## ASSIGNMENT
Reproduce the records starting at the line that contains "Detect concrete hut" and running to the last line, exactly and in full.

####################

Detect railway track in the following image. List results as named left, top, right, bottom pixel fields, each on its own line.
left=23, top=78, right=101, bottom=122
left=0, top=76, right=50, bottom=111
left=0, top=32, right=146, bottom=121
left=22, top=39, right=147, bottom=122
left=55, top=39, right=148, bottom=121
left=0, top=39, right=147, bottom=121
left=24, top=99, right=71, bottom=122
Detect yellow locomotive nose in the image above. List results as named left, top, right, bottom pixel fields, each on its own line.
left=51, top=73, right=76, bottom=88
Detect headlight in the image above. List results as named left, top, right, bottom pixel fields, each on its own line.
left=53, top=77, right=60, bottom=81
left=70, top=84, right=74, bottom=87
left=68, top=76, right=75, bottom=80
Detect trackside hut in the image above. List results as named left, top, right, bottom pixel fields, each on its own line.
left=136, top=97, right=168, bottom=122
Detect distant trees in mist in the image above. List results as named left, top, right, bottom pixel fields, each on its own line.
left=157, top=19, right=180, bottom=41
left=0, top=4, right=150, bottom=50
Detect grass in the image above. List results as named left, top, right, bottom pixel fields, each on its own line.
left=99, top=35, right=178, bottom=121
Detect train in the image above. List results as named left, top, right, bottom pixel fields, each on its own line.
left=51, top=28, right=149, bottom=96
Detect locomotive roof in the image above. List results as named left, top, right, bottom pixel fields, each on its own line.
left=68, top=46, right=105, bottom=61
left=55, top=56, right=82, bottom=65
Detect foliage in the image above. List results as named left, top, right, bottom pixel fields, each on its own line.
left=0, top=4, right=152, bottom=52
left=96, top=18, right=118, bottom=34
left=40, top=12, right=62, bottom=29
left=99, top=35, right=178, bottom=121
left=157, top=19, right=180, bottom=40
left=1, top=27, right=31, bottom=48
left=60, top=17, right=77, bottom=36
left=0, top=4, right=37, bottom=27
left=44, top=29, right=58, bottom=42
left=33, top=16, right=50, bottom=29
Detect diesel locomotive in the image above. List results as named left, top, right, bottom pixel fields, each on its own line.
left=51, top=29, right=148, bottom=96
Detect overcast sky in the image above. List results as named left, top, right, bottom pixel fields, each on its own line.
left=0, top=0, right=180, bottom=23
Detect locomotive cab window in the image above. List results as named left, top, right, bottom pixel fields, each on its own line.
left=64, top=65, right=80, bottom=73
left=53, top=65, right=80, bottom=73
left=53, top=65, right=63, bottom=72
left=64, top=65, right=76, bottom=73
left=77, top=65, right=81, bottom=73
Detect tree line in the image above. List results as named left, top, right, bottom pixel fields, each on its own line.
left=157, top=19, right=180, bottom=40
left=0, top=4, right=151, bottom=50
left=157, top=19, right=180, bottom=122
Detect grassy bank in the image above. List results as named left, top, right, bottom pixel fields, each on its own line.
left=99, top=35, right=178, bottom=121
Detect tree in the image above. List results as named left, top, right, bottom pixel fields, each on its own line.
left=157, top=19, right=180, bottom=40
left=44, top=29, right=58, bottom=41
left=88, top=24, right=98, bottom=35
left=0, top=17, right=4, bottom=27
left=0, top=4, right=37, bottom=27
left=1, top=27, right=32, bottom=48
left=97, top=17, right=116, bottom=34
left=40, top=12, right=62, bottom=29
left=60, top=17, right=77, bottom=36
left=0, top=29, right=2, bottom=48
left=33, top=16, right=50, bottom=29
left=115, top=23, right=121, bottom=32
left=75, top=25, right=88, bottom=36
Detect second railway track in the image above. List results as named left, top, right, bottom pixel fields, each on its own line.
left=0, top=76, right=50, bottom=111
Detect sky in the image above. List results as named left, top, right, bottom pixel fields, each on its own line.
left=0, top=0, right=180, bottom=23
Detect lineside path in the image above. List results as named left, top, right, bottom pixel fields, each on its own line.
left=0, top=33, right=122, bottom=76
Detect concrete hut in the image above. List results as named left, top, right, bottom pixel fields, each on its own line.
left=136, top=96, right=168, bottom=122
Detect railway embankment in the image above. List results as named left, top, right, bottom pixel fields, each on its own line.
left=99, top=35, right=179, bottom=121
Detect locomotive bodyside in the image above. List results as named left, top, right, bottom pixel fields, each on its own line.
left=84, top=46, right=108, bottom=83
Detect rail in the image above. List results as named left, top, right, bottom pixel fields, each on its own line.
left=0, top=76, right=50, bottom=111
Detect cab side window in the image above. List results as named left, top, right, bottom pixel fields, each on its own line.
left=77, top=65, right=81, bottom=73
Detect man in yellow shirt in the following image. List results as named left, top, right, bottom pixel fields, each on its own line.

####################

## SOLUTION FOR THIS TASK
Detect concrete hut in the image above. List results as named left, top, right, bottom pixel fields, each on its own line.
left=136, top=96, right=168, bottom=122
Detect railway embankment in the image above. List results as named left, top, right, bottom pixel fields, each on its own line.
left=99, top=35, right=179, bottom=121
Detect locomotive bodyside in the image above. List results as named left, top, right, bottom pixel fields, each on its own line.
left=84, top=46, right=108, bottom=83
Detect rail in the image above. List results as named left, top, right, bottom pixel fields, each on its own line.
left=0, top=76, right=50, bottom=111
Detect cab side window in the image above. List results as named left, top, right, bottom pixel fields, each on its own line.
left=77, top=65, right=81, bottom=73
Detect man in yellow shirt in the following image. List results as named left, top, right, bottom pixel fields, each on its own line.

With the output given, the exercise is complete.